=== Written task ===
Pull out each line of the entries below that contains the string "target" and copy it unchanged.

=== Dataset records ===
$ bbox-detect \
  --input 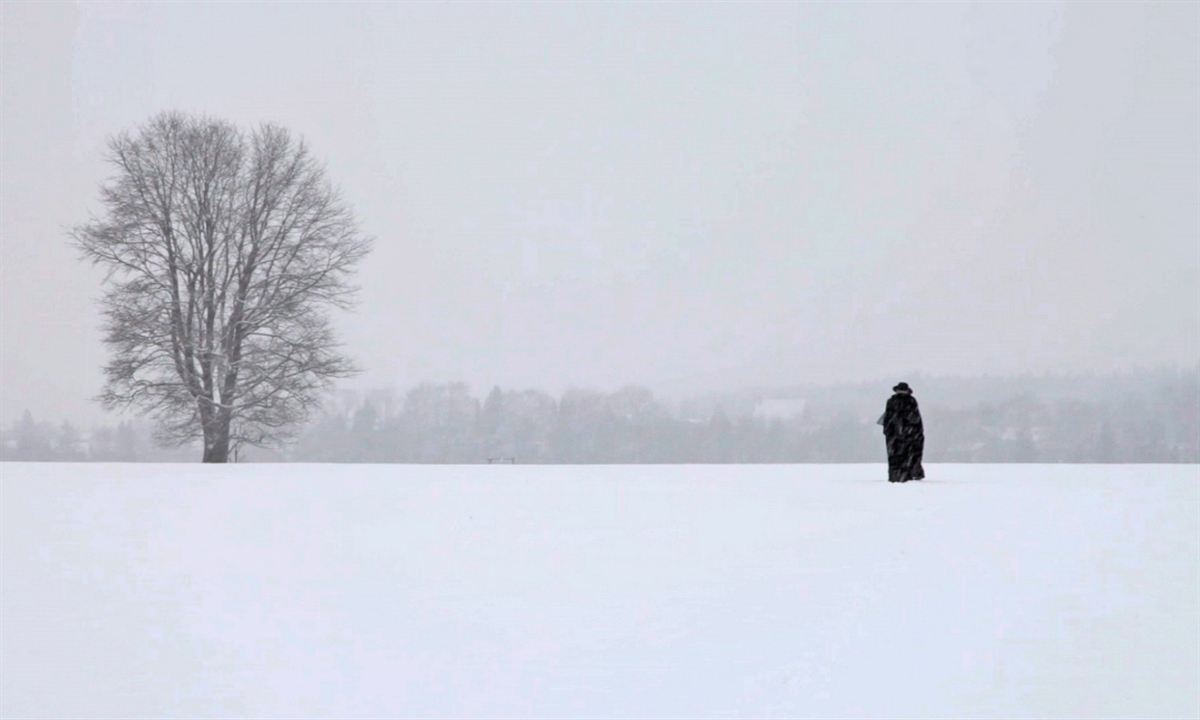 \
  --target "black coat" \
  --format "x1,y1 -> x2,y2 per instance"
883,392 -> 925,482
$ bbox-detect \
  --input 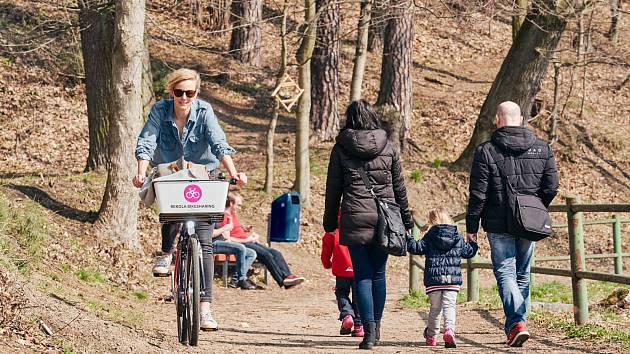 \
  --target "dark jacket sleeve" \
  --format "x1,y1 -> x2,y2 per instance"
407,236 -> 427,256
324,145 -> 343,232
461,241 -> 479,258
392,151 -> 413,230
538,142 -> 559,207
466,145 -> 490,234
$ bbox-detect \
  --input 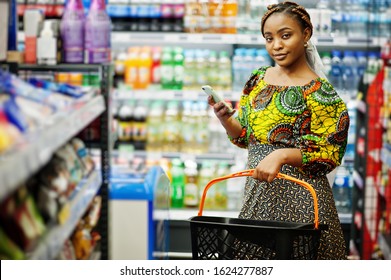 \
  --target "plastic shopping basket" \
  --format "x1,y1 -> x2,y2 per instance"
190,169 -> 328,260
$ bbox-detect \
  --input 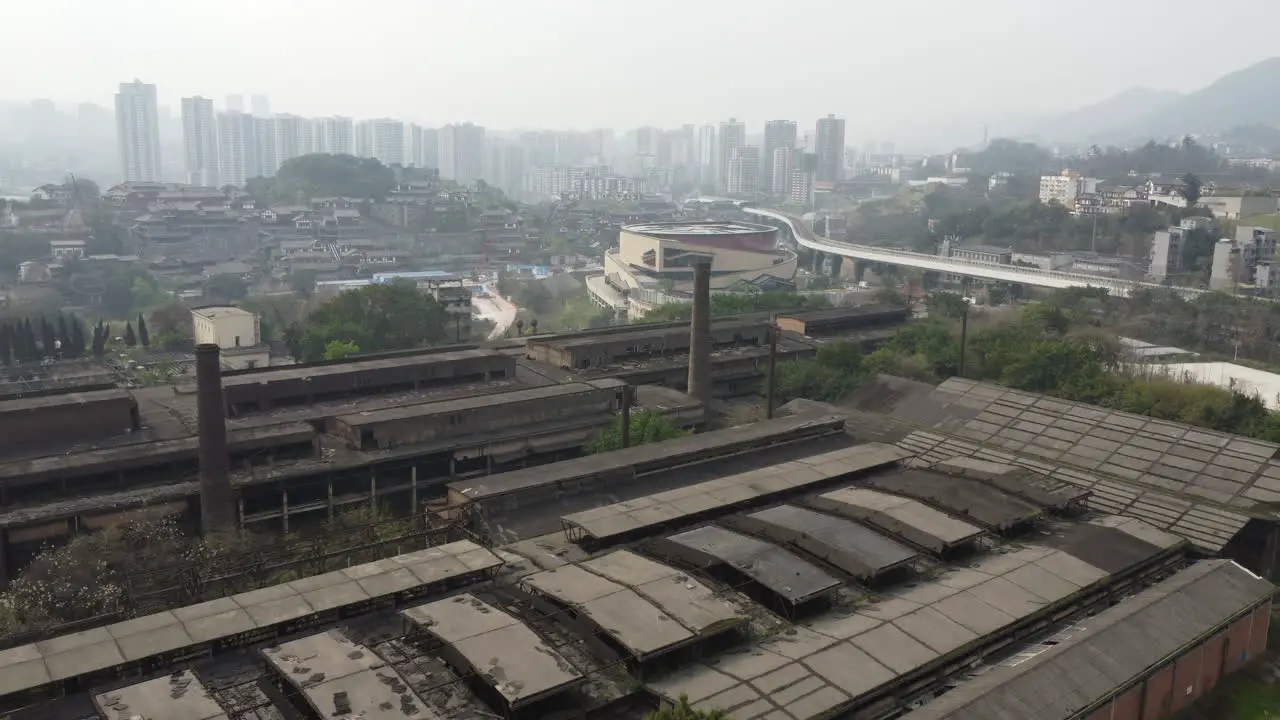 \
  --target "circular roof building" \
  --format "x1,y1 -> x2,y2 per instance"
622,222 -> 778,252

=== Exercise answer ===
  --target "black coat" \
  --target "dark jacket sleeve" \
  --target "plastic shopping basket" \
  --target "circular roof building" \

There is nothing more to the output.